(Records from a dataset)
======

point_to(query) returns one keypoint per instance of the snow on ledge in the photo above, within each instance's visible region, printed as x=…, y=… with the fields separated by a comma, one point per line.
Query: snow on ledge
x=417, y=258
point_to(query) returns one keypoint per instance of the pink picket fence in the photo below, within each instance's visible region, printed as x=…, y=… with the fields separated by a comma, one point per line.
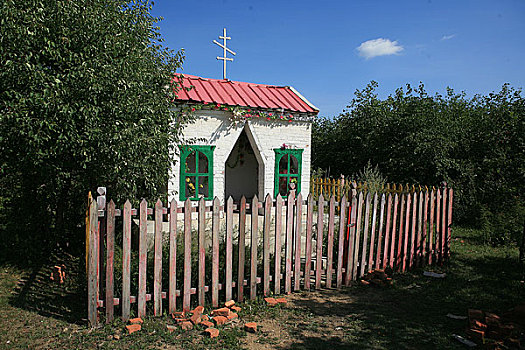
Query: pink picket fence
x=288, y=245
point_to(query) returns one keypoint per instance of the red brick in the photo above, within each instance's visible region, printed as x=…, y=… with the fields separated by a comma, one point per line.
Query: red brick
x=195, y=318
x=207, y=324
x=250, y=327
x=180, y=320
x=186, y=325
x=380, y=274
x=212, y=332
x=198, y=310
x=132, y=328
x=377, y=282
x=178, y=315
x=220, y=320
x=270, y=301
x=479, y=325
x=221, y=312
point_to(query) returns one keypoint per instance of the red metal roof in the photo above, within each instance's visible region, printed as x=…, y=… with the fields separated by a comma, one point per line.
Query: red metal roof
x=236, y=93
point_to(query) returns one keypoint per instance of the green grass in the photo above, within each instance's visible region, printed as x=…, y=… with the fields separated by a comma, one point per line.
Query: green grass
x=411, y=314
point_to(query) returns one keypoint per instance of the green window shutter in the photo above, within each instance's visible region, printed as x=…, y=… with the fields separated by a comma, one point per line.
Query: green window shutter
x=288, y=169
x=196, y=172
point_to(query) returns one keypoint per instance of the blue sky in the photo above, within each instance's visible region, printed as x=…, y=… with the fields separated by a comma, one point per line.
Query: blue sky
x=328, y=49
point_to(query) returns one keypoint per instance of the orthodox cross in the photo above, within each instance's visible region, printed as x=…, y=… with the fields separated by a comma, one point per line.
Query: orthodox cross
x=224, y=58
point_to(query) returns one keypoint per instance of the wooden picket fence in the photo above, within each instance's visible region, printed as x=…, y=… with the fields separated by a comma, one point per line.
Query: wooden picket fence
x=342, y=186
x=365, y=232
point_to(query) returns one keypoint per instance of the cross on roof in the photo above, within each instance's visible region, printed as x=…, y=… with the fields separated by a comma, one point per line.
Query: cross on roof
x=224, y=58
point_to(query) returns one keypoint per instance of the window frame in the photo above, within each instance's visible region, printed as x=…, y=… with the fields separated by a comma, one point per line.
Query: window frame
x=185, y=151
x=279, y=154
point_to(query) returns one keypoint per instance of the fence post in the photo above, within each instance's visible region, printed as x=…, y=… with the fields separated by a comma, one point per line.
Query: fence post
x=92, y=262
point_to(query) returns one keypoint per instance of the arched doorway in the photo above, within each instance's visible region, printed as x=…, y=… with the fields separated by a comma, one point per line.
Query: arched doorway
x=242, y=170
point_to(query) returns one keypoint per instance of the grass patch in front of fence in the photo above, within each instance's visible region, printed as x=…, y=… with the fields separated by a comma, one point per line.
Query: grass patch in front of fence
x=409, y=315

======

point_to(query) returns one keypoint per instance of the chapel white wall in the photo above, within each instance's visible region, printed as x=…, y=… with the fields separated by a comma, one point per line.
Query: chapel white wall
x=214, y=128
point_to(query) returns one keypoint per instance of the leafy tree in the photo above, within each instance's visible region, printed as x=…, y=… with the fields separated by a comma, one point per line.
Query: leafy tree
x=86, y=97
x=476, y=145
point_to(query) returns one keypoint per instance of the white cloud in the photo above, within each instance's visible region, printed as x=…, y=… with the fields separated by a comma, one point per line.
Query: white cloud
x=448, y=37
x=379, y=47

======

REQUIRED TASK: Rewrite every line of the items starting at the line that contains "point_to(query) returns one keypoint per instance of the grass" and ending at the line that contains "x=409, y=315", shifting each coordinate in the answers by -31 and leaving all other text unchanged.

SOLUTION BELOW:
point_to(query) returns one keypoint per instance of the grass patch in front of fence in the photo above, within each instance's visible region, printed as x=…, y=… with the fields separated by a comma, one point per line.
Query: grass patch in front of fence
x=378, y=284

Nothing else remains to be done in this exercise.